Fragment tekstu —

• • •

Biskupia Kopa 2!

grudzień 4, 2018 by
Kategoria: Korona i Diadem

Zaskoczeni? Co może oznaczać ta 2 przy Biskupiej? Sprawa jest dość prosta…nam mało, książeczki są świetnym motywatorem dla chłopaków, a mamy je na drugą turę Korony Gór Polski! Okazuje się, że tak nam spodobały się szczyty Korony, całe 28, że postanowiliśmy zdobywać je po raz kolejny, ale innymi szlakami, trudniejszymi, dłuższymi, korzystając z wiedzy jaką mamy…czyli nie na skróty Uśmiech

http://www.zespoldowna.info/korona-gor-polski-jaska-i-kamila.html

http://www.zespoldowna.info/janek-i-kamo-zdobywcami-zweryfikowanymi-korony-gor-polski.html

http://www.zespoldowna.info/czy-to-oznacza-ze-janek-wszedl-na-wszystkie-gory-w-polsce.html

http://www.zespoldowna.info/rysy.html

Inny mały problem, który pchnął nas w tym kierunku, to brak książeczek typu Tysięczniki, idealnych na zimę. No właśnie ta druga tura Korony, będzie zdecydowanie bardziej zimowa i to też nas nakręca…a przy okazji jak przyjdą pozostałe książeczki, to będziemy je też realizować.

http://www.zespoldowna.info/biskupia-kopa.html

Zatem Biskupia Kopa rozpoczęła nasze nowe “zdobywanie”. Dlaczego?

https://pl.wikipedia.org/wiki/Góry_Opawskie

https://pl.wikipedia.org/wiki/Biskupia_Kopa

Po pierwsze była na początku naszej pierwszej tury i nie znaliśmy naszych możliwości, tudzież mieliśmy ich mniej niż dziś. Ostatnio za każdym razem mijając ją wiedziałem, że musimy tam wrócić i wybrać taki szlak, by nikt nie mówił, że poszliśmy na łatwiznę.

Po drugie chciałem zobaczyć jak wyglądają lasy Gór Opawskich, bo w 2016 wyglądały bardzo źle.

Po trzecie chłopcy, Jasiek chciał zobaczyć wieżę, która miała być “naprawiona”.

Góry Opawskie nie są dużym pasmem w Polsce, ale bardzo zróżnicowanym, dynamicznym bym powiedział, że warto o nim pomyśleć, to ostatni powód.

IMG_0497

My zaczęliśmy od Pokrzywnej przebijając się przez lokalny smog.

IMG_0498IMG_0500

IMG_0502

Na starcie zaskoczyło mnie to, że pojawiły się ścieżki edukacyjne, punkty wypoczynkowe, a my szliśmy wzdłuż strumienia w fajnej dolince. Start bez zaskoczenia: Janek pierwszy, Kamo drugi i ja na końcu. Janek był bardzo aktywny. Czytał każdą napotkaną tablicę, a jak była mapa to nawet ją omawiał ze mną i muszę przyznać, że się wciągał.

IMG_0505IMG_0507

Temperatura nie była idealna bo –3C co powodowało, że odczuwało się bardzo wilgoć, ale nie było śniegu, który potem nas “napadł”.

• • •

Fragmenty zbioru danych do etykietowania punktów
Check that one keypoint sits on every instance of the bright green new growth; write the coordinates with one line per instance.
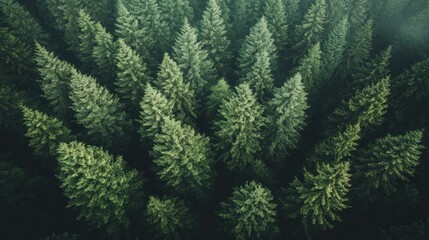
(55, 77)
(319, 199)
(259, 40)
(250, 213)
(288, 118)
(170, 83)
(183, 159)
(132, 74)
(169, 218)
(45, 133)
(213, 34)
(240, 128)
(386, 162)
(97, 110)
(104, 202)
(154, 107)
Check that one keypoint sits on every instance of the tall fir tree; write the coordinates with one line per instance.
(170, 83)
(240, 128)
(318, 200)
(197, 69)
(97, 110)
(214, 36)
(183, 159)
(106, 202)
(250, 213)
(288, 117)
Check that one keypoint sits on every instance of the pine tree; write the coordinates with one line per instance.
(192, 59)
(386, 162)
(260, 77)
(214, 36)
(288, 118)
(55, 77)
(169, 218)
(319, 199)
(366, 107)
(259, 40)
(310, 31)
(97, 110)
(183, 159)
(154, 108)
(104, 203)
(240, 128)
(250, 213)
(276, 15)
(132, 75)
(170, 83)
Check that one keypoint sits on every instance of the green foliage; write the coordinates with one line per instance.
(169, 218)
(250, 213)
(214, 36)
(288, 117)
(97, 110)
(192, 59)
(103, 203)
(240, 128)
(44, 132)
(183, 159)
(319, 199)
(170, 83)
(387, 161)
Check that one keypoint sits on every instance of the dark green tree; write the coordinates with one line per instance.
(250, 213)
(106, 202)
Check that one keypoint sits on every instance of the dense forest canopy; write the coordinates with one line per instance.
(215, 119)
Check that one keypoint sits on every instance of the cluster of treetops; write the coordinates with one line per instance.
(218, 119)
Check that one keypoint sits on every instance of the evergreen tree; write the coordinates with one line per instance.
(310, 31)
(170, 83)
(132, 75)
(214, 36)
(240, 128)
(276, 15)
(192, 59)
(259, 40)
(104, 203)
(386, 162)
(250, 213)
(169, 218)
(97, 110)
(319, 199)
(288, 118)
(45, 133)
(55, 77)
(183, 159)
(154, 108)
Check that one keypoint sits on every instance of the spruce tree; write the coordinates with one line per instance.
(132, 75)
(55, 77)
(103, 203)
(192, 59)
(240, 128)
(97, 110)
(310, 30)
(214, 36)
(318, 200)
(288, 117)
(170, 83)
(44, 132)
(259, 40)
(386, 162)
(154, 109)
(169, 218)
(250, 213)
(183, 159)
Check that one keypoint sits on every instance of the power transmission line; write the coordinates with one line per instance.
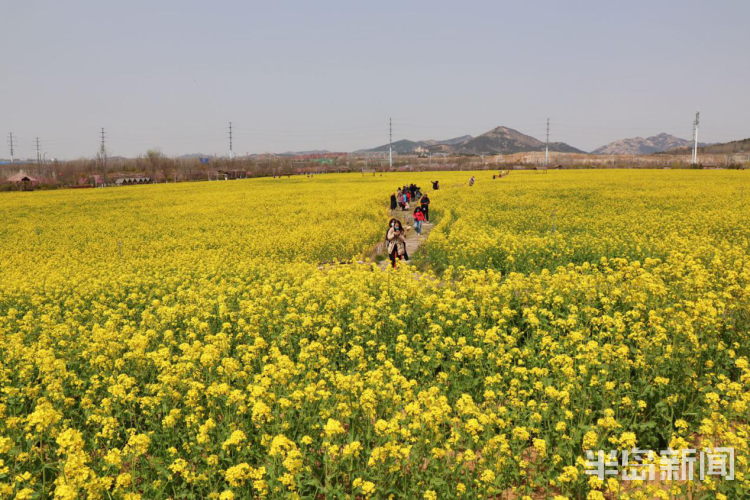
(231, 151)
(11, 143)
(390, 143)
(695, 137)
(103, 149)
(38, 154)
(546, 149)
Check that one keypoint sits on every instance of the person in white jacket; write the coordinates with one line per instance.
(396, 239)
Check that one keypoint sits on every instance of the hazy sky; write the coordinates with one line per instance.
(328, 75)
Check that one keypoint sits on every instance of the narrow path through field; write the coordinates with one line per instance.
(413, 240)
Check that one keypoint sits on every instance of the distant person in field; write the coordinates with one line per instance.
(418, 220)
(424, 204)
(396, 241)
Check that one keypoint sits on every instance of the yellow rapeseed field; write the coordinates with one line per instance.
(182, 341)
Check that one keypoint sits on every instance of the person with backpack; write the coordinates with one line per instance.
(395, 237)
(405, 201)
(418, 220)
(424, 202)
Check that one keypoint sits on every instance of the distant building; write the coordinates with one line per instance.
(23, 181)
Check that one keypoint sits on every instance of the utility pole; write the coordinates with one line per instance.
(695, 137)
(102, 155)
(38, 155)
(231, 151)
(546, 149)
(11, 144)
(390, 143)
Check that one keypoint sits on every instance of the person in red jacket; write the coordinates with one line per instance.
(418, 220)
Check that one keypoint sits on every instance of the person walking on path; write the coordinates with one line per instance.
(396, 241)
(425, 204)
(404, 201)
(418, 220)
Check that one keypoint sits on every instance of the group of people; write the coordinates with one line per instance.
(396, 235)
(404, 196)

• • •

Instrukcje do ćwiczenia —
[A] Odpowiedz krótko na pytania dotyczące wpisu o Biskupiej Kopie:
(i) Ile szczytów liczy Korona Gór Polski?
(ii) Z jakiej miejscowości rozpoczęto wyjście?
(iii) Jaka była temperatura podczas wędrówki?
[B] Powtórz dokładnie fragment wpisu o Biskupiej Kopie, zaczynając od słów „Zatem Biskupia Kopa” i ciągnąc aż po słowa „poszliśmy na łatwiznę.”.
[C] Jaki pierwszy powód podaje wpis o Biskupiej Kopie, by właśnie od tego szczytu zacząć nowe zdobywanie? Wyjaśnij w jednym do trzech zdań.
Rekordy to materiał odrębny od wpisu o Biskupiej Kopie.

Odpowiedzi do zadań —
[A]
(i) 28.
(ii) Z Pokrzywnej.
(iii) –3C.

[B]
Zatem Biskupia Kopa rozpoczęła nasze nowe “zdobywanie”. Dlaczego?

https://pl.wikipedia.org/wiki/Góry_Opawskie

https://pl.wikipedia.org/wiki/Biskupia_Kopa

Po pierwsze była na początku naszej pierwszej tury i nie znaliśmy naszych możliwości, tudzież mieliśmy ich mniej niż dziś. Ostatnio za każdym razem mijając ją wiedziałem, że musimy tam wrócić i wybrać taki szlak, by nikt nie mówił, że poszliśmy na łatwiznę.

[C] Biskupia Kopa była zdobywana na początku pierwszej tury, gdy wędrowcy nie znali jeszcze swoich możliwości i mieli ich mniej niż obecnie. Dlatego trzeba było tam wrócić i wybrać taki szlak, by nikt nie mówił, że poszli na łatwiznę.